Challenge 1:
Return every line in the entries below that contains the word "cilantro". Case counts.

Page extract:
Printhead Fabrication Methods, Printhead Substrate Assembly Fabrication Methods, And Printheads
Printhead fabrication methods, printhead substrate assembly 32 fabrication methods, and printheads are described. According to one aspect, a printhead fabrication method includes providing a substantially planar upper surface 34 of a substrate assembly 32 which comprises circuitry 13, wherein the providing comprises, using a fill material 26, filling a plurality of valleys 15 of the substrate assembly 32 which are defined by a plurality of circuitry protrusions 14 of the circuitry 13. The method may also include, after the providing the substantially planar upper surface 34 of the substrate assembly 32, providing a plurality of printhead structures 50 over the substantially planar upper surface 34 of the substrate assembly 32 to form a printhead.
Imaging devices capable of printing images upon paper and other media are ubiquitous and used in many applications including monochrome and color applications. The use and popularity of these devices continues to increase as consumers at the office and home have increased their reliance upon electronic and digital devices, such as computers, digital cameras, telecommunications equipment, etc.
A variety of methods of forming hard images upon media exist and are used in various applications and environments, such as home, the workplace and commercial printing establishments. Some examples of devices capable of providing different types of printing include laser printers, impact printers, inkjet printers, commercial digital presses, etc.

Challenge 2:
Which kinds of printing devices does the printhead text list as examples?

Point labeling examples
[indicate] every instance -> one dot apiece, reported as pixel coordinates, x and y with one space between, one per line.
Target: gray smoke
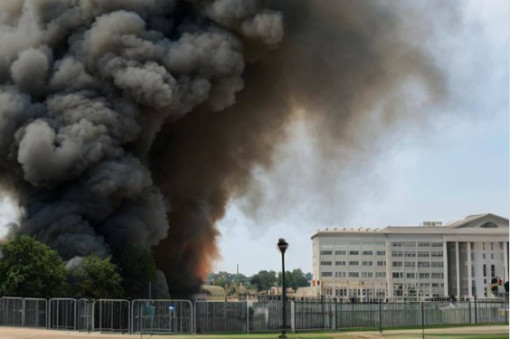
138 120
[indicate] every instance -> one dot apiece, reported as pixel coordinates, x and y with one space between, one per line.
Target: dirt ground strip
25 333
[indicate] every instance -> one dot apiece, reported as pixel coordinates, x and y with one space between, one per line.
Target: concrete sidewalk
25 333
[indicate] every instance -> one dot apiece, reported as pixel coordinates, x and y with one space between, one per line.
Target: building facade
413 262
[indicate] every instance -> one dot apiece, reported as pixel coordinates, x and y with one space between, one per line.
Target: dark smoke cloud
138 120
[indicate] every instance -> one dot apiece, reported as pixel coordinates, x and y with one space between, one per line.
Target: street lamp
282 245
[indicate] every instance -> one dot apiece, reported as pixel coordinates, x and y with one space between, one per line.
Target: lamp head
282 245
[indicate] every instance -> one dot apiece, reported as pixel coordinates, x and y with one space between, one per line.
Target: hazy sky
455 165
452 168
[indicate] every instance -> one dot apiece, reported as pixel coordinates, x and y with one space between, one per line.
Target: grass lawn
374 335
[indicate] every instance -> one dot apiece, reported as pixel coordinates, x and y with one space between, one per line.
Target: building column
457 268
445 269
505 256
389 276
470 284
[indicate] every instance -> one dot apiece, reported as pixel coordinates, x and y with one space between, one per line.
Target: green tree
95 278
137 268
29 268
264 280
294 279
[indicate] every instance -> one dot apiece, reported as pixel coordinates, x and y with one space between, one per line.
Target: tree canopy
29 268
294 279
137 268
95 278
264 280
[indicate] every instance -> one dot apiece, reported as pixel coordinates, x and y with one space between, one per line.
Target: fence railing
183 316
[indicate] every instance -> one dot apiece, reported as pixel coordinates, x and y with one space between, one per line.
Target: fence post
23 308
469 304
247 316
380 317
335 317
292 317
422 321
476 311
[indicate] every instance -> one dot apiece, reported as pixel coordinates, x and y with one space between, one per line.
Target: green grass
448 336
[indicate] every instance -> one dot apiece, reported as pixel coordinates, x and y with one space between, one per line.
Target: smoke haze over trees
29 268
137 121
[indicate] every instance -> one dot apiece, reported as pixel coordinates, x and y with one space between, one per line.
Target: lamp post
282 245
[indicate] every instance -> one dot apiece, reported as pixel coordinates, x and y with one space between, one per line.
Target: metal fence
161 316
111 315
62 314
181 316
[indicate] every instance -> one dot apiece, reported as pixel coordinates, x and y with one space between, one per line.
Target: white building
412 263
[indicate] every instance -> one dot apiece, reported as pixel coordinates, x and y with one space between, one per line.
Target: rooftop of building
473 224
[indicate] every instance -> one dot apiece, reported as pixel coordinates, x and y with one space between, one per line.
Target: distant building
412 263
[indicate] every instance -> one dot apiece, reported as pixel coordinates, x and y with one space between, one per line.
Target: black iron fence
183 316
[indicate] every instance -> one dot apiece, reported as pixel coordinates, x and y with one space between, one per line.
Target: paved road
26 333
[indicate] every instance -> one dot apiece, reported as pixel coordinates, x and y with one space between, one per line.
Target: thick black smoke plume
138 120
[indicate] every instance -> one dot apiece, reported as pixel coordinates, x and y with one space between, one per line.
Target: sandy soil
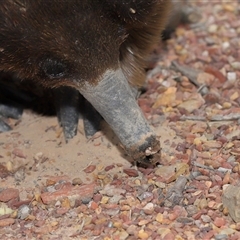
41 137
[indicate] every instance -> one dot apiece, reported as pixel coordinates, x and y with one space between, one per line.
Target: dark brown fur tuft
69 42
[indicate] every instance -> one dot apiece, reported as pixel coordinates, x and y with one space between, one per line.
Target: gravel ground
193 102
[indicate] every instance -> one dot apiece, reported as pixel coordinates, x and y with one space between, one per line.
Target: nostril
54 68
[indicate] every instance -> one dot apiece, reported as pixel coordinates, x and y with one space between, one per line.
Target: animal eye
54 68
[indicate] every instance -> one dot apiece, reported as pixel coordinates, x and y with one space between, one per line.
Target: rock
23 212
6 222
231 201
148 209
171 173
9 194
131 172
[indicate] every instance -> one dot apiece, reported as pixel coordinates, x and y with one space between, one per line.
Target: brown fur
58 43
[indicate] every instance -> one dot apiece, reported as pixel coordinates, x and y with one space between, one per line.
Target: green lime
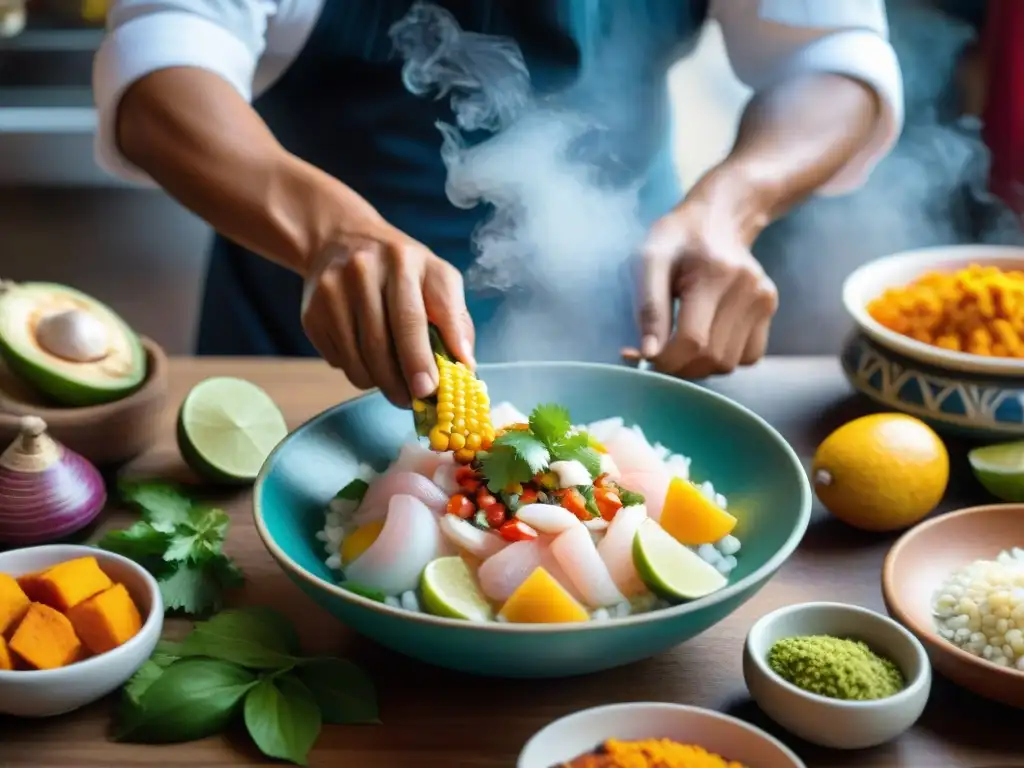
1000 469
670 569
226 429
449 589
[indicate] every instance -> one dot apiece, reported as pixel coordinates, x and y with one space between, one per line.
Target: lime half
669 568
226 429
1000 469
449 589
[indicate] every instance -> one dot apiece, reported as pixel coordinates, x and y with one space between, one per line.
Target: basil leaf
258 638
283 718
192 699
343 690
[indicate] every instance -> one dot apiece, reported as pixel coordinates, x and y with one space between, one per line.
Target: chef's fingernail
648 346
423 385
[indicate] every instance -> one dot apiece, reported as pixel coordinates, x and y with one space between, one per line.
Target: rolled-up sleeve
771 40
225 37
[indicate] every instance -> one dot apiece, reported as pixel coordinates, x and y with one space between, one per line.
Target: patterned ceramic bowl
957 392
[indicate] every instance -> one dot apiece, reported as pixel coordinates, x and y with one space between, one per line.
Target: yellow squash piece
691 517
541 599
359 541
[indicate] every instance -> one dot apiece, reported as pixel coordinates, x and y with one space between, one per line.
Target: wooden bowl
107 434
919 563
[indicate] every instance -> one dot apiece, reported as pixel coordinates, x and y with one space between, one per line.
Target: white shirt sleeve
770 40
246 42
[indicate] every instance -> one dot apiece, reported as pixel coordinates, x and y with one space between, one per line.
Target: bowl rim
929 636
763 572
57 417
154 622
911 689
929 259
677 709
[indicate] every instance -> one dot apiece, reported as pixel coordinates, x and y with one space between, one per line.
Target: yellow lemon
881 472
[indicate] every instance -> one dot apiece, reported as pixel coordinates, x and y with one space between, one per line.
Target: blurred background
62 219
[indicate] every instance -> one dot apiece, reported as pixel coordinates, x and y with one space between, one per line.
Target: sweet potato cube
67 585
13 603
107 621
45 639
6 663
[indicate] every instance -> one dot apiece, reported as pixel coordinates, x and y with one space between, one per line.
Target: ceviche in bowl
559 519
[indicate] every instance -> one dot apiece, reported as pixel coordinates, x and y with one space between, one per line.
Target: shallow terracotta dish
921 561
108 434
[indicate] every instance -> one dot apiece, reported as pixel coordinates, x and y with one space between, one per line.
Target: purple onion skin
46 506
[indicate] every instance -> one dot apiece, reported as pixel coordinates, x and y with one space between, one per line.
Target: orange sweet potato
13 603
107 621
67 585
45 639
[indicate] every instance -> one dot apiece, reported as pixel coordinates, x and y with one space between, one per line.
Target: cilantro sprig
180 542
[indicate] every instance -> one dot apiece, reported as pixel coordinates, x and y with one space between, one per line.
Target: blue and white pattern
956 401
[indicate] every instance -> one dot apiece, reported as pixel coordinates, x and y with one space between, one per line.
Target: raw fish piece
653 485
376 503
415 457
409 541
505 413
616 550
500 574
547 518
471 539
577 553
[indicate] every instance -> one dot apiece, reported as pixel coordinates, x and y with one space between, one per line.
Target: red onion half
46 491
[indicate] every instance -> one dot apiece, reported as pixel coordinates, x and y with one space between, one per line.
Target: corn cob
457 417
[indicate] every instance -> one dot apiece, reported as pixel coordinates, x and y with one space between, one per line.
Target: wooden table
437 719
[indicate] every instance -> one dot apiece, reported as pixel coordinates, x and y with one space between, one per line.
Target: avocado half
72 348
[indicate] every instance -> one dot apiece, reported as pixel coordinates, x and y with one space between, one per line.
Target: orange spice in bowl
978 310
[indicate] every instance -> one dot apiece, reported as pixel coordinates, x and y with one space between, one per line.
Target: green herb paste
836 668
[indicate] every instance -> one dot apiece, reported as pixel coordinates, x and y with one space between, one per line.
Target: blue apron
342 107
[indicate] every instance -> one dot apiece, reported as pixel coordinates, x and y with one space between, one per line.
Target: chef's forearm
196 136
793 138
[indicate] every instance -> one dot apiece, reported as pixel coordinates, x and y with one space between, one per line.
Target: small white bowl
830 722
48 692
582 732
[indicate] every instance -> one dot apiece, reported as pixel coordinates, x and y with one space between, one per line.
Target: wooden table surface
437 719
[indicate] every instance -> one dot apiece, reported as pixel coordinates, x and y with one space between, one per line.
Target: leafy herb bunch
244 663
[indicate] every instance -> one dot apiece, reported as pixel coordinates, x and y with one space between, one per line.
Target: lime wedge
226 429
1000 469
449 589
669 568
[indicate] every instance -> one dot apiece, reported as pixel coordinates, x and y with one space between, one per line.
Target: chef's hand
726 301
367 302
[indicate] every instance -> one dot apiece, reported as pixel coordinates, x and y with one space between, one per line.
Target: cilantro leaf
550 423
527 448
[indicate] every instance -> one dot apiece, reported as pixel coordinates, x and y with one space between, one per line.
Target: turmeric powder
651 753
979 310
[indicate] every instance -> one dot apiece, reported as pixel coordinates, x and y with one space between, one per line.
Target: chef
286 125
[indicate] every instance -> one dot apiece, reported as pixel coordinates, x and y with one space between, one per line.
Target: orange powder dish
979 310
651 753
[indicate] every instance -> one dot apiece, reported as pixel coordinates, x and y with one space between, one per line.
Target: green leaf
550 423
192 699
343 690
354 491
283 719
257 638
527 448
162 504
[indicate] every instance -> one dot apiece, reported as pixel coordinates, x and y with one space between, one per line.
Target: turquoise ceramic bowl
745 459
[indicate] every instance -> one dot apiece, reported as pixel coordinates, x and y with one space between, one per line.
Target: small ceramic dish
109 434
582 732
832 722
922 560
48 692
958 392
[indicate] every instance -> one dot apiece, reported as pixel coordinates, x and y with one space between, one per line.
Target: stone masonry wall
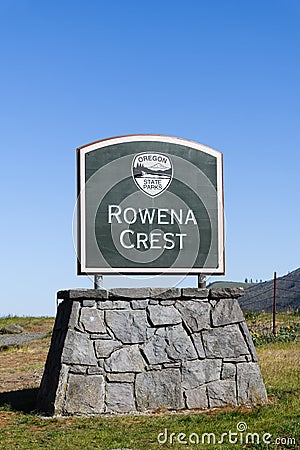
137 350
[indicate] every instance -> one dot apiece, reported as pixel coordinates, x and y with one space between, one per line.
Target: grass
22 428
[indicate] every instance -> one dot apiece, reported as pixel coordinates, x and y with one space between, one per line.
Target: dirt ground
22 368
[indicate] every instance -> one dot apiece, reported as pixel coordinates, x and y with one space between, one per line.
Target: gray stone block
250 385
226 293
80 294
249 341
126 359
120 398
225 342
129 293
196 373
221 393
228 371
197 340
95 371
195 293
153 302
163 315
134 353
121 377
92 320
129 327
165 293
105 304
195 314
139 304
196 398
85 394
104 336
89 303
156 390
77 368
78 349
169 344
167 302
235 360
226 311
105 348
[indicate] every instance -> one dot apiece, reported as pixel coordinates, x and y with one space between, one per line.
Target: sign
150 204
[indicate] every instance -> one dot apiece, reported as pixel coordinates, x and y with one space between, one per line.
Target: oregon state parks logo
152 172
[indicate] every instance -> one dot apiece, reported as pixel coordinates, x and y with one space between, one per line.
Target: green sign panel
150 204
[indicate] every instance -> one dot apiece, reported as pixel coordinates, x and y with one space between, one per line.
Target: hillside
259 297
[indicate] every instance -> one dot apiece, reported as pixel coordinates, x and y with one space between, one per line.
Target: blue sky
225 74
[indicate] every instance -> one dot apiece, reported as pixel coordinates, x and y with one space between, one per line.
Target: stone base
136 350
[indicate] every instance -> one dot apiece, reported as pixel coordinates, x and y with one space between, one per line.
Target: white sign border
81 231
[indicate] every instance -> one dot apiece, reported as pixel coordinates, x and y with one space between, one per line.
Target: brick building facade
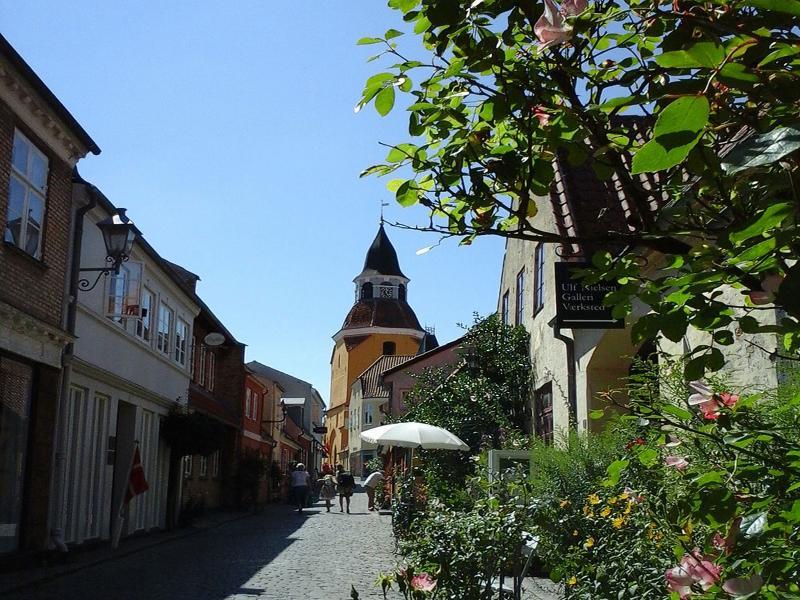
40 144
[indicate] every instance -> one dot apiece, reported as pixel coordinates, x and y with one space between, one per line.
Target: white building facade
573 367
131 365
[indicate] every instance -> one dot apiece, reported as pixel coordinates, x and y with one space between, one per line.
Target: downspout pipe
572 387
56 539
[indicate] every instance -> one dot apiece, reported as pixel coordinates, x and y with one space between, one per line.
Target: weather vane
382 205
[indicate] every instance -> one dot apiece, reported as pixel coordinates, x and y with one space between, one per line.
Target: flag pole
116 534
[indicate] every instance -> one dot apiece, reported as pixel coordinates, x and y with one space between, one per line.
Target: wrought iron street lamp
119 233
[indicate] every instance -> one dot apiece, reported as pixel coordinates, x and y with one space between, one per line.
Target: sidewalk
79 559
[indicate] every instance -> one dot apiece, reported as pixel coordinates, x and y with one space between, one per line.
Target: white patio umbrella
414 435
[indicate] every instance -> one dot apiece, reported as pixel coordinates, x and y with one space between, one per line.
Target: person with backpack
327 490
346 483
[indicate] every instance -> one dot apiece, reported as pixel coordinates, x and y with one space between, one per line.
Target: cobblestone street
276 555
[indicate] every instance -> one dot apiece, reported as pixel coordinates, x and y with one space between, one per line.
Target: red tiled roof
371 380
377 312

Complete response 1:
Target: cilantro sprig
Target: cilantro leaf

Complete response 2:
Laser printers, impact printers, inkjet printers, and commercial digital presses.